| Dataset records |
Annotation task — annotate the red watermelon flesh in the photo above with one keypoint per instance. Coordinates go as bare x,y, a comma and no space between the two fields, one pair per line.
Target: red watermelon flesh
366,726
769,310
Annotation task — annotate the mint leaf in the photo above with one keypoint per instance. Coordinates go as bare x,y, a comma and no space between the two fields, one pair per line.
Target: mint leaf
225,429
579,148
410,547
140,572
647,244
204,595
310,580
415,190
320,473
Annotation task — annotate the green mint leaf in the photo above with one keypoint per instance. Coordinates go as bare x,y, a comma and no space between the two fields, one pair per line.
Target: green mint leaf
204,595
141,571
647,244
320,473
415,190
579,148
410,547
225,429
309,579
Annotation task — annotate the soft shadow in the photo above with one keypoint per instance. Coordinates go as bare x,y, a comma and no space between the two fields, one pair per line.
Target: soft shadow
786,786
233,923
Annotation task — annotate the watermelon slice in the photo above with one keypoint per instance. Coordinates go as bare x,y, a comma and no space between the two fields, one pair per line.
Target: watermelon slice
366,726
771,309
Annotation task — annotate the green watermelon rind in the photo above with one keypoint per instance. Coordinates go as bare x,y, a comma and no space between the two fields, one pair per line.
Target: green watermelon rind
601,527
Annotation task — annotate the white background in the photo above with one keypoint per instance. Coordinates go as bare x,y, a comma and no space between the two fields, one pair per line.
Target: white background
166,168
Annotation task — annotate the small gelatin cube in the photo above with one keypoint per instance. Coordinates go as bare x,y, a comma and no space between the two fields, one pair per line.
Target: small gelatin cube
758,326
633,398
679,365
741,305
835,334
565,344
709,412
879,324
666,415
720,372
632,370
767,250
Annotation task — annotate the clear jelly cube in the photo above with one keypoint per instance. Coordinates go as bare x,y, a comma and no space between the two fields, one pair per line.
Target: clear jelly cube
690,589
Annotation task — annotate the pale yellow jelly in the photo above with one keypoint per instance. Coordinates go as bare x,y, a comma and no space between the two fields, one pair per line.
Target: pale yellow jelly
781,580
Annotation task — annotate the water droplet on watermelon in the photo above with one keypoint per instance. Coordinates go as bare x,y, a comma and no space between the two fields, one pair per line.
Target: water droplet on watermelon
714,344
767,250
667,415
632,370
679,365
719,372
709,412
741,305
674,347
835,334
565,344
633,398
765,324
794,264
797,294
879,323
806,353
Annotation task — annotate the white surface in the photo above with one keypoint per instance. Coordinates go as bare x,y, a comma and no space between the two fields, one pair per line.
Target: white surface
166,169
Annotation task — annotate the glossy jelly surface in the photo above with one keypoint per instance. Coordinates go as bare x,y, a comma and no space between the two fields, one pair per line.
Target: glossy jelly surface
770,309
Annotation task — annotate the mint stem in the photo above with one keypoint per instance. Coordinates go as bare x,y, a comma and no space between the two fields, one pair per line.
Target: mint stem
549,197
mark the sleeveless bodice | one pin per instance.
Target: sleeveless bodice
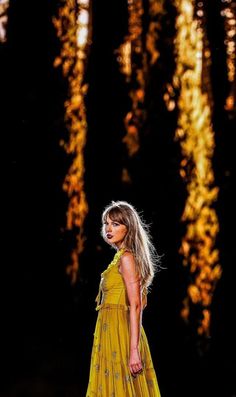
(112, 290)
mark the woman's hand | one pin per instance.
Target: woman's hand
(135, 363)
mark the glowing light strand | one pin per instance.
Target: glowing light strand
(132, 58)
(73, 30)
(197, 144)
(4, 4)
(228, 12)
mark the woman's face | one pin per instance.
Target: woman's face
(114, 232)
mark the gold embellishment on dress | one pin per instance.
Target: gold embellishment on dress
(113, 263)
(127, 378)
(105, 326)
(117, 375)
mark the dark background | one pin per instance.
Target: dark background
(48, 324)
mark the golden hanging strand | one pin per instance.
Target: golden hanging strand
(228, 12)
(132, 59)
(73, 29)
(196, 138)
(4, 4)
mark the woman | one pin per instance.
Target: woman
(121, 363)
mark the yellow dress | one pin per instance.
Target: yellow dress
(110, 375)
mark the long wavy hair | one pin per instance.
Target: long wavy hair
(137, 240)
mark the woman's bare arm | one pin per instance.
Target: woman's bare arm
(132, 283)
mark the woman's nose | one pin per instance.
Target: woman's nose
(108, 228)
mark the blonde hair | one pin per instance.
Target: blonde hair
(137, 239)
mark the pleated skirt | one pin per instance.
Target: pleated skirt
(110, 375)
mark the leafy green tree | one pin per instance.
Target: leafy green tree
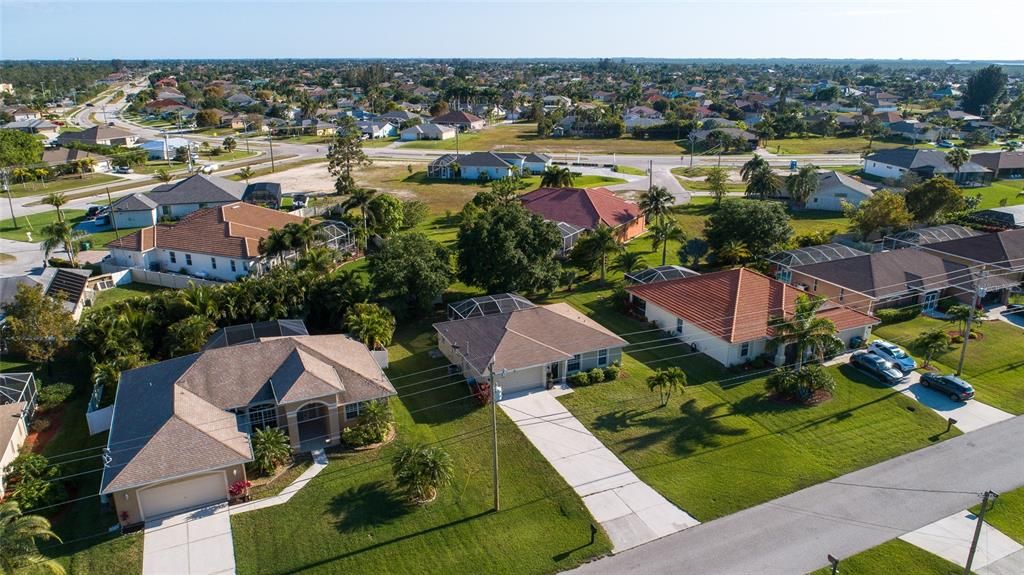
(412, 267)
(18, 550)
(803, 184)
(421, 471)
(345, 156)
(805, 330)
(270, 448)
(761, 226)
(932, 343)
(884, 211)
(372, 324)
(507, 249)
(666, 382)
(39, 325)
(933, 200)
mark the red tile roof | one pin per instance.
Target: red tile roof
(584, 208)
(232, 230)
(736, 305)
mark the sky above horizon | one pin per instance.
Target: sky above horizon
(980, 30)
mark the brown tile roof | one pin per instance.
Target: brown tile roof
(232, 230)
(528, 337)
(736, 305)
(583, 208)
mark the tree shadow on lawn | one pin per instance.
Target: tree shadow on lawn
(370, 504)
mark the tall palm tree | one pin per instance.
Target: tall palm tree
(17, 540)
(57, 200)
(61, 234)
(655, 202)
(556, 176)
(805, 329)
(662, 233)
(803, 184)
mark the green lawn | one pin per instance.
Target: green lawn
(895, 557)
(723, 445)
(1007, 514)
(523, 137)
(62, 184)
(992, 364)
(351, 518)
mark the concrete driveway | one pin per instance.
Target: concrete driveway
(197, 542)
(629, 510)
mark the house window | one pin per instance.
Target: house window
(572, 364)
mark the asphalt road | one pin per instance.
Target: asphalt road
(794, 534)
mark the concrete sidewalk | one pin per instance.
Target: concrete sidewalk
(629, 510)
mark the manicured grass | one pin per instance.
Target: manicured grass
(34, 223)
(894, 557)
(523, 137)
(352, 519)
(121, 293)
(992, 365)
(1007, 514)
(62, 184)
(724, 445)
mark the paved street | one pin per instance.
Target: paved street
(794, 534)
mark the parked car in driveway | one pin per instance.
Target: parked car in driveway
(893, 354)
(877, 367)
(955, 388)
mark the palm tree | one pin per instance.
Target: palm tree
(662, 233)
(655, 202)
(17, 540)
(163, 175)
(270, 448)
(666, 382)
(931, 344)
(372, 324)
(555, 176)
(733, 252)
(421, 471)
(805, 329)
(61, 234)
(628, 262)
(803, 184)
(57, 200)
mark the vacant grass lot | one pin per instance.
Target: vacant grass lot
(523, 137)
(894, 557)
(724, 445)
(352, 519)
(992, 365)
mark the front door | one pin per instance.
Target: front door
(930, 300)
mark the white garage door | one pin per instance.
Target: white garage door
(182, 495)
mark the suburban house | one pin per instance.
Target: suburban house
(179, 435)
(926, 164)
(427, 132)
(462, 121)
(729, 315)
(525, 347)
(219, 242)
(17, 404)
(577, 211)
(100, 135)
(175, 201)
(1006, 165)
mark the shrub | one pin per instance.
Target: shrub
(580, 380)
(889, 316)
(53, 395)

| Written exercise |
Could you reproduce all of the records above word for word, leaving the pictures out of your answer?

| Exercise response |
Annotation task — annotate the red watermelon flesh in the photo above with one keypoint per instance. Coordinates go as bare x,y, a comma and no space between the two fields, one pair per line.
Target: red watermelon flesh
366,726
769,310
Annotation task — annotate the mint leaf in the photo above with one keypoint per instance. Coordinates go as bare x,y, a comma and no space between the two fields, one pair per line.
Target: mint leaf
225,429
579,148
410,547
140,572
647,244
204,595
310,580
415,190
320,473
Annotation task — annotate the green mint leaf in the photo above with one keypoint per instance. Coordinates go as bare x,y, a comma and no space between the two fields, one pair per line.
Target: green mint leaf
204,595
141,571
647,244
320,473
415,190
579,148
410,547
225,429
309,579
Annotation task — annotate the soft shadow in the photo above with one keypoint per instance. Coordinates go as bare x,y, a comma and no space between the two fields, one pair per line.
Target: soft shadow
786,786
233,923
Annotation task — annotate the watermelon slice in the photo above with one keypoint per instance. Coordinates go as bare x,y, a comma and no space between the two fields, one pair per line.
Target: watermelon slice
366,726
771,309
Annotation task — annotate the green watermelon rind in the photo above with one keypoint per instance. Coordinates go as bare x,y, a comma and no space between the two fields, one pair per line.
Target: green watermelon rind
601,527
Annotation task — annotate the white background in the photo above with one keypoint per instance. Coordinates go as bare x,y, a comma and no space between the two fields, one pair per line.
Target: white background
166,168
Annotation task — annotate the small gelatin cube in the photo above with one keypoint per instance. Coordinates go as bare x,y, a comma and no space between the two fields, one pair per line.
Target: small gelatin cube
758,326
633,398
679,365
741,305
835,334
565,344
709,412
879,324
666,415
720,372
632,370
767,250
Annotation task — annotate the clear jelly cube in the photo above with one keypoint per instance. Coordinates go as bare x,y, a comma and no space between the two fields, one pair per line.
Target: clear jelly cube
690,589
Annotation task — annotate the pale yellow jelly in the photo above with one keypoint per instance. Coordinates go as bare x,y, a comma and no space between the two fields, one pair per line.
Target: pale yellow jelly
781,580
Annotation task — annotate the water droplet on watermelon in the photo above with one keypoint per instance. Coordinates go as bare x,y, a comma and no space between the two fields, one pair per line.
Target: water droplet on watermelon
714,344
767,250
667,415
632,370
679,365
719,372
709,412
741,305
674,347
835,334
565,344
633,398
765,324
794,264
797,294
879,323
806,353
Annotation task — annotate the white surface in the photo above with one keypoint per instance. Coordinates go as bare x,y, a comma and no space between the two fields, one pair per line.
Target: white surface
166,169
Annotation task — annotate the glossy jelly surface in the photo above with one keypoint per instance. Coordinates go as bare x,y, a comma and no space between the two fields, one pair per line.
Target: glossy jelly surface
770,309
Annotation task — annotate the mint stem in the photo above with one keypoint per instance. Coordinates go as bare x,y, a comma and no space between the two fields, one pair per line.
Target: mint stem
549,197
mark the sleeveless bodice | one pin per instance.
Target: sleeveless bodice
(112, 290)
mark the woman's hand | one pin per instance.
Target: woman's hand
(135, 363)
mark the glowing light strand | one pin per instance.
Target: glowing light strand
(132, 58)
(73, 30)
(197, 144)
(4, 4)
(228, 12)
mark the woman's face | one pin per instance.
Target: woman's face
(114, 232)
mark the gold embellishment on dress | one pin per instance.
Target: gold embellishment on dress
(113, 263)
(127, 378)
(105, 326)
(117, 375)
mark the dark background | one pin per instance.
Target: dark background
(48, 324)
mark the golden hanging strand | one pin per instance.
Target: golden hanging strand
(228, 12)
(132, 59)
(73, 29)
(196, 138)
(4, 4)
mark the woman | one pin per instance.
Target: woman
(121, 363)
mark the yellow dress | one pin per instance.
Target: yellow dress
(110, 375)
mark the long wavy hair | one pin per instance.
Target: long wavy hair
(137, 240)
mark the woman's bare arm | one pin per instance.
Target: woman's bare arm
(132, 283)
mark the woman's nose | one pin per instance.
Target: woman's nose
(108, 228)
mark the blonde hair | one pin per instance.
Target: blonde hair
(137, 239)
mark the pleated skirt | one pin per instance.
Target: pleated skirt
(110, 375)
mark the leafy green tree | one pin per instance.
Target: leafy green tree
(412, 267)
(18, 550)
(803, 184)
(421, 471)
(345, 156)
(805, 330)
(270, 448)
(761, 226)
(932, 343)
(884, 211)
(372, 324)
(507, 249)
(666, 382)
(39, 325)
(933, 200)
mark the red tile roof | one pin per instance.
Target: red tile roof
(584, 208)
(232, 230)
(736, 305)
mark the sky above horizon | one pin per instance.
Target: sky above horizon
(980, 30)
mark the brown tile roof | one pin per instance.
Target: brown tile roof
(232, 230)
(528, 337)
(736, 305)
(583, 208)
mark the tree shadow on lawn | one pin per instance.
Target: tree shadow on lawn
(370, 504)
mark the tall palm tree | one pin per instance.
Target: tall palm tree
(17, 540)
(57, 200)
(61, 234)
(655, 202)
(556, 176)
(805, 329)
(662, 233)
(803, 184)
mark the green lawn | one pin per instance.
Target: green lawn
(895, 557)
(723, 445)
(1007, 514)
(523, 137)
(62, 184)
(992, 364)
(351, 518)
mark the concrete driveway | one pin per instance.
Target: concrete driveway
(197, 542)
(629, 510)
mark the house window | one pin per instance.
Target: house window
(572, 364)
mark the asphalt road | one pin per instance.
Target: asphalt road
(794, 534)
mark the concrete sidewalk | one pin per instance.
Target: concrete sidewalk
(629, 510)
mark the manicured grass | one pin per instance.
Target: manicured grass
(34, 223)
(894, 557)
(523, 137)
(352, 519)
(121, 293)
(992, 365)
(1007, 514)
(62, 184)
(724, 445)
mark the paved street | one pin per instance.
Target: paved street
(794, 534)
mark the parked car in driveway | one pin per instance.
Target: parked car in driveway
(893, 354)
(877, 367)
(955, 388)
mark the palm tree | one pin per instance.
Target: palm tree
(662, 233)
(655, 202)
(17, 540)
(163, 175)
(270, 448)
(666, 382)
(931, 344)
(372, 324)
(555, 176)
(733, 252)
(421, 471)
(805, 329)
(61, 234)
(628, 262)
(803, 184)
(57, 200)
mark the vacant grass lot | one pin per instance.
Target: vacant grass lot
(523, 137)
(894, 557)
(724, 445)
(352, 519)
(992, 365)
mark the front door | one pin per instance.
Target: front door
(930, 300)
mark the white garage door | one pin per instance.
Target: white garage door
(182, 495)
mark the suburban house | one pin per instance.
Target: suburban house
(179, 435)
(926, 164)
(427, 132)
(462, 121)
(729, 315)
(525, 347)
(219, 242)
(17, 404)
(577, 211)
(100, 135)
(175, 201)
(1006, 165)
mark the shrub | one pin per instance.
Target: shrub
(580, 380)
(889, 316)
(53, 395)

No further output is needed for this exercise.